** Records to use follows **
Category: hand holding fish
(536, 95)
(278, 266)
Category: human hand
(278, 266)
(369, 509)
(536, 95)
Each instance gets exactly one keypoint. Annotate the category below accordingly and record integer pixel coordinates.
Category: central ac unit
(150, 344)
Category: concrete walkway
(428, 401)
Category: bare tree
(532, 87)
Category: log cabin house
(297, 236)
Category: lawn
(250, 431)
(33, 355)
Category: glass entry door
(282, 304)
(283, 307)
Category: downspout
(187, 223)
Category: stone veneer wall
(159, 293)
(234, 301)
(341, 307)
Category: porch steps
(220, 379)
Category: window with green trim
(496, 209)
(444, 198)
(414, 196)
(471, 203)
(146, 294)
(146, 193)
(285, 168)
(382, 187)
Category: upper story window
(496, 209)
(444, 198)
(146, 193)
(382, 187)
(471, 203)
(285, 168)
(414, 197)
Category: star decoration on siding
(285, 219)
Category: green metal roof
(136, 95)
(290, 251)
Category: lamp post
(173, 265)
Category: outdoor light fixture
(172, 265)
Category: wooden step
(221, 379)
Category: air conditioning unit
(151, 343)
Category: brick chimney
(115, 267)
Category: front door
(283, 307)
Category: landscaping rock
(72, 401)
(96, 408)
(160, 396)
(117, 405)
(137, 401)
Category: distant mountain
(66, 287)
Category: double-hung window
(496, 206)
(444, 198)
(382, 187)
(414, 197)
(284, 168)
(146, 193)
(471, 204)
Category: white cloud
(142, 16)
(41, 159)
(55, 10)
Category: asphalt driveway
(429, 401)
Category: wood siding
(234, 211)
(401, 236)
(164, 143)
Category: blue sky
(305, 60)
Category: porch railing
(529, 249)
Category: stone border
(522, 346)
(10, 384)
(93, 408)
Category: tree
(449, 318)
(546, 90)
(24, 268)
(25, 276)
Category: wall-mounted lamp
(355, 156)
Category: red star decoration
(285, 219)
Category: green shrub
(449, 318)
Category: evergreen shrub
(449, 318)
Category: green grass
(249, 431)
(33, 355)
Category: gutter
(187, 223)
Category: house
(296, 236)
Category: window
** End of Records to use **
#### [Work order]
Transcribe the records exactly as given.

#### [Reply]
Category: hand holding fish
(536, 95)
(278, 266)
Category: human hand
(278, 266)
(369, 509)
(536, 95)
Each instance gets exactly one keypoint. Annotate the category below accordingly and record integer pixel coordinates.
Category: central ac unit
(150, 344)
Category: concrete walkway
(428, 401)
Category: bare tree
(532, 87)
Category: log cabin house
(297, 236)
Category: lawn
(250, 431)
(33, 355)
Category: glass entry door
(282, 304)
(283, 307)
Category: downspout
(187, 223)
Category: stone veneer wall
(159, 293)
(234, 301)
(341, 307)
Category: porch steps
(220, 379)
Category: window with green trim
(496, 209)
(444, 198)
(414, 196)
(471, 203)
(146, 294)
(146, 193)
(285, 168)
(382, 187)
Category: upper story window
(496, 209)
(444, 198)
(146, 193)
(382, 187)
(471, 203)
(285, 168)
(414, 197)
Category: star decoration on siding
(285, 219)
Category: green metal roof
(136, 95)
(290, 251)
Category: lamp post
(173, 265)
Category: outdoor light fixture
(172, 265)
Category: wooden step
(221, 379)
Category: air conditioning unit
(151, 343)
Category: brick chimney
(115, 267)
Category: front door
(283, 307)
Category: landscaping rock
(72, 401)
(96, 408)
(160, 396)
(117, 405)
(137, 401)
Category: distant mountain
(66, 287)
Category: double-hung window
(496, 206)
(444, 198)
(382, 187)
(414, 197)
(284, 168)
(146, 193)
(471, 204)
Category: white cloud
(142, 16)
(41, 159)
(55, 10)
Category: asphalt driveway
(429, 401)
Category: wood siding
(234, 211)
(401, 236)
(164, 143)
Category: blue sky
(305, 60)
Category: porch railing
(529, 249)
Category: stone border
(522, 346)
(10, 384)
(93, 408)
Category: tree
(449, 318)
(546, 90)
(24, 268)
(25, 276)
Category: wall-mounted lamp
(355, 156)
Category: red star decoration
(285, 219)
Category: green shrub
(449, 318)
Category: evergreen shrub
(449, 318)
Category: green grass
(249, 431)
(33, 355)
Category: gutter
(187, 223)
Category: house
(296, 236)
Category: window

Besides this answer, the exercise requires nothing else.